■ **What is required**
Copy every one of the following rows word for word, keeping each line in the same order.

───── Input ─────

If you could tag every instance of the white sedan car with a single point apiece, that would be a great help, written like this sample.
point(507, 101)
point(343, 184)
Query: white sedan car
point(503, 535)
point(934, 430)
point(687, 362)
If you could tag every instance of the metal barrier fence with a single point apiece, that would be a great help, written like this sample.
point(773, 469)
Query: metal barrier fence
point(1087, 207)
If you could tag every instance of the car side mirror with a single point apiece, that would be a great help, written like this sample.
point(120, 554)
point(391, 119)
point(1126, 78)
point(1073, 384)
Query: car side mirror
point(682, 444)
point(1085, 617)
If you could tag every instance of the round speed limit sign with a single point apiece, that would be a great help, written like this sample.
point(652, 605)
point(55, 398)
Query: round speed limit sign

─────

■ **The output**
If you could tag every instance of the white sedan car with a single point apiece, that would be a great help, written like this sample.
point(507, 101)
point(343, 184)
Query: white sedan car
point(503, 535)
point(934, 430)
point(687, 362)
If you could tag every instance of the metal barrier fence with a single point apiece, that would be a great help, written like this sample.
point(773, 469)
Query: metal barrier fence
point(1087, 207)
If you could tag every instance of the car side mirror with a single point apiece, that would be a great help, written like this sample.
point(120, 554)
point(391, 119)
point(1126, 78)
point(1073, 384)
Query: car side mirror
point(682, 444)
point(1085, 617)
If you could tag every instance of the round speed limit sign with a single point apiece, that would be a great help, written like this sample.
point(652, 605)
point(55, 398)
Query: round speed limit sign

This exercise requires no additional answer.